* _TASK ITEM_
From the text on disempowerment below, list every kind of need-state it names.

* _PROVIDED TEXT_
^^^^^^^^
THE ROOT OF IT ALL – DISEMPOWERMENT
AddictNoMore maintains the root of all problematic substance use is ‘disempowerment’. This is when a person finds themselves in a sort of need-state (either material, psychological, or spiritual depravation) but has no real viable means of growth/overcoming. This “absence of means” is today often systematic (with the break-down of the family as our reproductive technology, also economic and social justice issues, but also the failure of organized faiths and their people to deliver and teach transcendental values). As well, the “absence of means” can often be personal (in instances of trauma and abuse). Disempowerment can then be perpetuated by the disempowered themselves, by people having internalized social beliefs that are really oppressive narratives meant to substantiate and legitimize a status quo world that is unjust (a person then can become their own worst enemy). In all such examples however, the one constant is substances. In any case regardless of the differences, ‘drugs’ remain the easy and only available partner to our woes (either street drugs or pharma – and we challenge the thoughts about which are safer). Within our system of profit pursuits, eager capitalists (corporations, cartels) have made available at all levels of society (and at all levels of price) different substances that people can turn to instead of other people, or their own internal psychological resilient strengths and, or spiritual essence and guide.
^^^^^^^^
* _RECORDED DATA_
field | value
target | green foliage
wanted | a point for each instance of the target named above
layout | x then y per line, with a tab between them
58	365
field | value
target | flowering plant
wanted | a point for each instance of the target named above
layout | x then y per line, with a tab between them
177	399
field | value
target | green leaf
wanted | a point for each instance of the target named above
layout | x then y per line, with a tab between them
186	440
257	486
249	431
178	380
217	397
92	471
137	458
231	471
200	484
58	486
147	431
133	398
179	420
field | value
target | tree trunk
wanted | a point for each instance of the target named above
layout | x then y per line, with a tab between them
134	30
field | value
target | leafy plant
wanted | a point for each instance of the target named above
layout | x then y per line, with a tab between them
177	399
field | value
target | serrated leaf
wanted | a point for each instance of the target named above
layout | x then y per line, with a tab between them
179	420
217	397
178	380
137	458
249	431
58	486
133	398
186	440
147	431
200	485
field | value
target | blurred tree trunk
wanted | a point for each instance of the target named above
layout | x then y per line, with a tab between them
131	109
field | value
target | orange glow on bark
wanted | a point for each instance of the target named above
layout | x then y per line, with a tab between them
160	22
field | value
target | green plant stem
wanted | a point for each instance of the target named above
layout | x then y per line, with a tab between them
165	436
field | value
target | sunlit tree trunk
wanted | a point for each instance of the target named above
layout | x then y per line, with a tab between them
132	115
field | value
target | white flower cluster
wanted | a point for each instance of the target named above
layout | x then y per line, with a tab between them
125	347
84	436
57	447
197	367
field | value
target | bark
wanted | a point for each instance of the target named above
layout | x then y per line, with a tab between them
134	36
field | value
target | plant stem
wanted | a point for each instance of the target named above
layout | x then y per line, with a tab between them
^^^^^^^^
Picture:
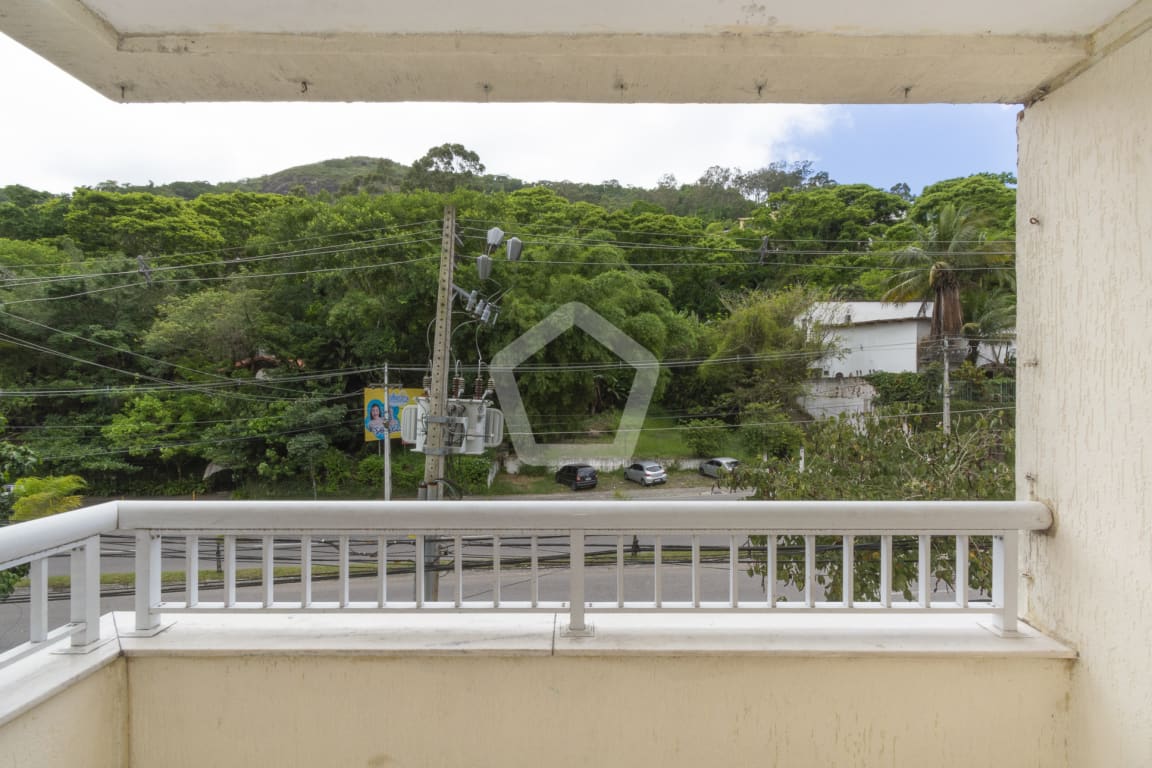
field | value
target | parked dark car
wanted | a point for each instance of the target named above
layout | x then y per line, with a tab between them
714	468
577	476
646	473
^^^^^^^^
* _EXERCISE OUTPUT_
Material, psychological, spiritual